■ Reading text ■
========================================

One of the major points of division among protestant lies in the question of Church governance. How ought a church be ruled? The congregationalist say that the buck stops with the laity. The presbyterian would say the elders oversee the church as a collective session. The episcopalian would say the bishop is the highest office and all authority is delegated from him. We ought to have an allergy to the extreme reactions in either direction. One direction of saying everyone must do what is right in his own eyes, and the error in the other direction of totalizing our position and excommunicating the rest. Our first principle must derive from who rules the Church universally? There is one universal bishop, and it is not the Roman pontiff, it is the incarnate Lord Jesus Christ seated at the right hand of the Father. And Christ rules his Church as its chief prophet, king, and priest. All authority is derived from Christ. When a man is ordained to office, He is ordained by Christ. The apostles are ordained directly, and all other ordinations utilize a human mediator in the form of other ordained men. This is the model the apostle Paul delivers to Timothy (2 Timothy 2:2, 1 Timothy 5:22). If we overemphasize one office, or deemphasize the other offices of Christ (prophet, king, priest) then we will find ourselves with certain strengths and certain deficiencies. We ought to have a catholic impulse to have our churches ruled by the full gifts of Christ’s authority, this will require all the prevailing systems at present to show some repentance and charity.

How do Christ’s offices of prophet, king, and priest relate to the ordained offices of ministry? The prophetic office is most clearly seen in the bishop. The bishop is the primary teacher, the prophetic voice calling the people of God to hear the Words of God. In the early church the prominent theologians and apologists were almost all bishops. The kingly office relates to discipline and governance, this is seen in the office of elder (priest/presbyter). They also have oversight of the congregation and an aspect of teaching which tends to focus on discipline of life and morals or handling disputes as the elders under Moses were assigned to do. Lastly, we have the office of priest, the priest is the temple servant, this is clearly seen in the diaconate. The deacons serve tables, care for widows and orphans, and in the early church were frequently evangelists (Stephen, Phillip). There are ways each office carries traits from all three, however we are focusing on what is emphasized in each office to make it distinct.

========================================

■ Extracted information ■

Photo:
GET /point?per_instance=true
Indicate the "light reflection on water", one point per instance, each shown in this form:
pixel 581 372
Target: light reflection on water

========================================

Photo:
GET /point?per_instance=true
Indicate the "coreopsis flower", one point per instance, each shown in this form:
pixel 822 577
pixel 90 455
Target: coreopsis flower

========================================

■ Requests ■
(1) Answer these questions about the church governance text:
(a) Who does it name as the one universal bishop?
(b) Which ordained office most clearly shows the prophetic office?
(c) Which two deacons does it name as evangelists in the early church?
(2) Continue the church governance text from its final sentence.
The material above isn't needed here.

■ Final results ■
(1)
(a) The incarnate Lord Jesus Christ, seated at the right hand of the Father.
(b) The bishop.
(c) Stephen and Phillip.

(2)
As the Church has become more fragmented in her orders of ministry, we see various church bodies emphasizing one office over the others. Let us begin with the episcopal (bishop) focused communions. The Eastern Orthodox, Roman Catholics, and Anglican communions emphasize their maintenance of the three fold – office of ministry; however they tend to over-emphasize their bishops. In the extreme cases they claim church bodies without a bishop consecrated by other bishops are not truly churches. In more modest discourse they will ascribe it to a lacking of fullness. This impulse largely comes from a rewording of St. Ignatius’s letter to the Smyrnaeans (107 AD), they will paraphrase Ignatius and declare “wherever the bishop is there is the church.” When instead Ignatius says, “the congregation should be wherever the bishop is, just as the catholic church is wherever Jesus Christ is.” Ignatius is writing in the midst of persecutions and various heretical movements. He is writing to people that can easily gather to their pastor and not run astray like lost sheep. While this passage does reveal the blessing of a bishop the EO, RC, and Anglican communions doth protest too much. Firstly their bishops cover too large of a geographic region for their “sheep” to gather to them as Ignatius exhorts, meaning they have kept the title but not the full substance. The primary blessing of the bishop is his prophetic office of teaching, guarding, and guiding. This is why these communions have blessed all of Christendom with those particular gifts; C.S. Lewis (an Anglican) and JRR Tolkien (Roman Catholic) wrote prophetic literature that continues to exhort our imaginations into the heavens. Some of the most prominent political theorists have come from the Roman Catholic Church (Oliver O’ Donovan comes to mind in particular). The Episcopal Church has produced more presidents than any other communion in the United States. While they have done much on the societal scale, these communions are also notorious for their nominal memberships, their syncretism, and their dismissiveness of “non-episcopal ordinations”. There is a lack of true charity and discipline because they have reacted against other non-episcopal communions and over-emphasized their distinct office.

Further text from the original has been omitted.